▸ Objectif de l'exercice: Recopiez à l'identique l'ensemble du matériel ci-dessous, en omettant les images.

▸ Lignes de données sur l'emplacement des objets:
>>>

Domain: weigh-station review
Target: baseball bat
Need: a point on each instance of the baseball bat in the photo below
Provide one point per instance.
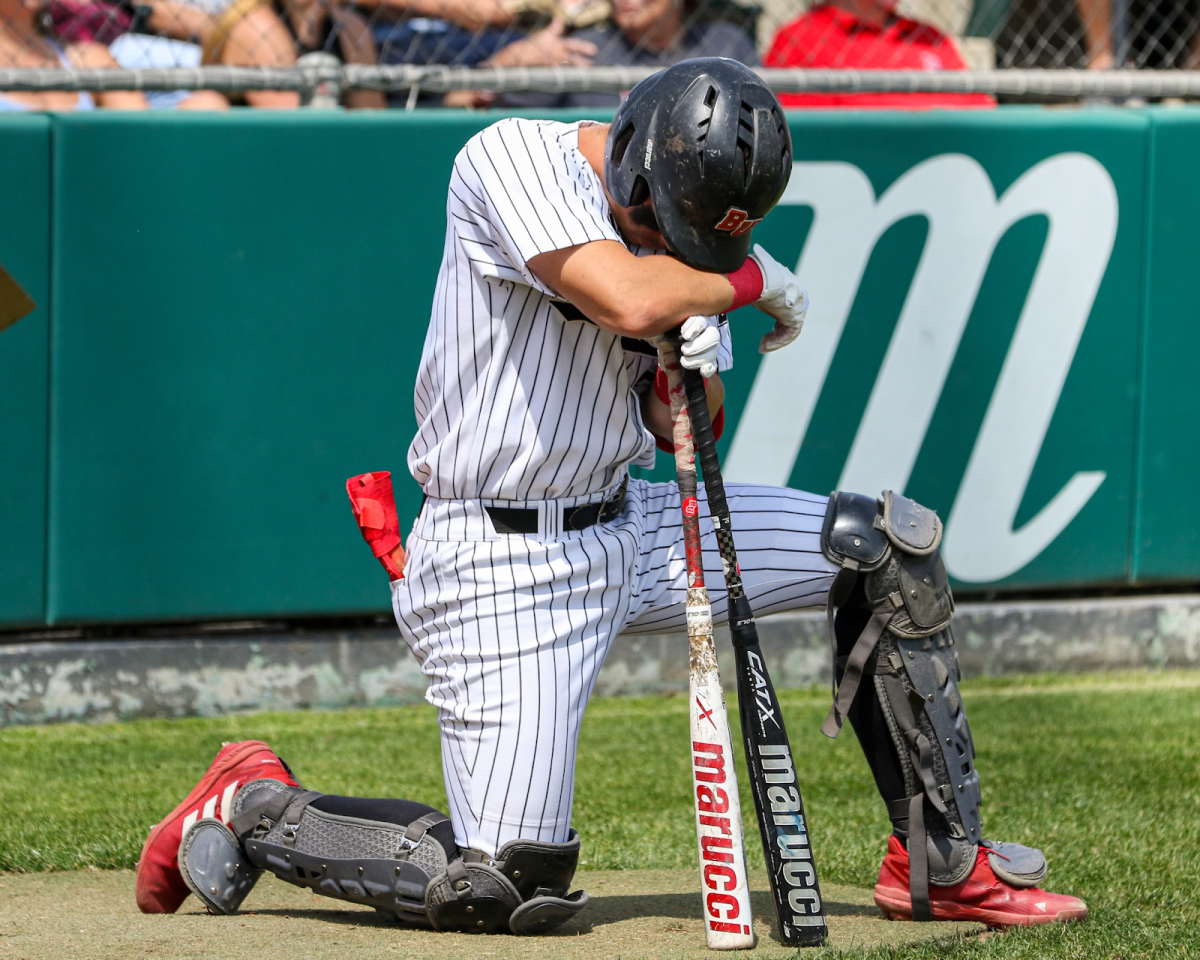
(719, 834)
(791, 869)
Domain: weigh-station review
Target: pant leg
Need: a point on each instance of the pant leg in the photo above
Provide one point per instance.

<<<

▸ Solution du problème:
Domain: weigh-station review
Target: baseball bat
Need: a point on each instance of the baseball bat in the photo below
Provide one point per instance.
(719, 834)
(791, 869)
Domain: weigh-station review
Target: pant leg
Need: a point on each instance of the pant leg in the photo above
Provide one point per instance.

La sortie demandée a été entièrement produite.